There was the inefficient offense. Syracuse managed 68 total yards and four first downs in the second half. Robinson struggled, going 5-for-12, while the Orange’s running back trio – Curtis Brinkley (who started), Delone Carter and Doug Hogue – combined for 22 rushing yards in the half.
There was the leaky defense (ranked 111th out of 119 teams last year), which after a bend-but-don’t-break first half was exposed in the second. Northwestern ran for 145 of its 269 rushing yards in the second half. Junior tailback Tyrell Sutton provided 144 of those yards on 21 carries (6.9 yards per carry).
Meanwhile, Wildcats senior quarterback C.J. Bacher ran Northwestern’s spread effectively, going 23-for-35 for 215 yards and three touchdowns, including two in the second half.
And while this defeat didn’t carry with it the embarrassment of last season’s 42-12 rout at home to Washington, it certainly bore some resemblance – with SU’s resolute first half dissolving amidst a flurry of Northwestern touchdowns.
All of which might lead Syracuse fans to ask: What has actually changed?
‘I really felt like that first half and even into the third quarter, I thought ‘hey we’re playing like I kind of expected us to,” Greg Robinson said. ‘It was really a nip and tuck game for a while there.’
One in which Syracuse was handed an opportunity to take control of.
On the first play of the second half, Sutton was stripped by defensive end Jared Kimmel, and senior defensive end Vincenzo Giruzzi fell on the ball at the Northwestern nine-yard line.
Three plays later, Brinkley shed what looked like a sure tackle from Wildcats defensive tackle Adam Hahn and raced into the endzone.

Region labeling data:
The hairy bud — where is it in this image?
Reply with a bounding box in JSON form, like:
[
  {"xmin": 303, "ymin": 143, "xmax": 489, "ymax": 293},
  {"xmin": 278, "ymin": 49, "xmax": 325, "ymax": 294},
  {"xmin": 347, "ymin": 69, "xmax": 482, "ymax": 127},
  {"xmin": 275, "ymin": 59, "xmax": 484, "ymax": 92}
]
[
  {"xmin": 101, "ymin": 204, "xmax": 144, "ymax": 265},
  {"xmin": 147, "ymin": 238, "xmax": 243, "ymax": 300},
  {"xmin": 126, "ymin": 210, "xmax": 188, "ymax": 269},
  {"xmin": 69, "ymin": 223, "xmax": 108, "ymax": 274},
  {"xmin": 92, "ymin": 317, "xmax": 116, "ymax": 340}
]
---
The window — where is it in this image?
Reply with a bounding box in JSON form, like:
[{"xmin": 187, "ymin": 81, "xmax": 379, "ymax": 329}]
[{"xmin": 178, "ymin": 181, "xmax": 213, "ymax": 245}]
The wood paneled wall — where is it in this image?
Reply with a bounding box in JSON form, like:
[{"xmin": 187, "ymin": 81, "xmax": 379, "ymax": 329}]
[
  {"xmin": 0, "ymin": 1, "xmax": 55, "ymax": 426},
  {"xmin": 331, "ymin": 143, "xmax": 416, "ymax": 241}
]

Requirement —
Please output the full article on the Syracuse–Northwestern game word for word. This data has no connection to the article on the Syracuse–Northwestern game.

Reply to the exercise —
There was the inefficient offense. Syracuse managed 68 total yards and four first downs in the second half. Robinson struggled, going 5-for-12, while the Orange’s running back trio – Curtis Brinkley (who started), Delone Carter and Doug Hogue – combined for 22 rushing yards in the half.
There was the leaky defense (ranked 111th out of 119 teams last year), which after a bend-but-don’t-break first half was exposed in the second. Northwestern ran for 145 of its 269 rushing yards in the second half. Junior tailback Tyrell Sutton provided 144 of those yards on 21 carries (6.9 yards per carry).
Meanwhile, Wildcats senior quarterback C.J. Bacher ran Northwestern’s spread effectively, going 23-for-35 for 215 yards and three touchdowns, including two in the second half.
And while this defeat didn’t carry with it the embarrassment of last season’s 42-12 rout at home to Washington, it certainly bore some resemblance – with SU’s resolute first half dissolving amidst a flurry of Northwestern touchdowns.
All of which might lead Syracuse fans to ask: What has actually changed?
‘I really felt like that first half and even into the third quarter, I thought ‘hey we’re playing like I kind of expected us to,” Greg Robinson said. ‘It was really a nip and tuck game for a while there.’
One in which Syracuse was handed an opportunity to take control of.
On the first play of the second half, Sutton was stripped by defensive end Jared Kimmel, and senior defensive end Vincenzo Giruzzi fell on the ball at the Northwestern nine-yard line.
Three plays later, Brinkley shed what looked like a sure tackle from Wildcats defensive tackle Adam Hahn and raced into the endzone.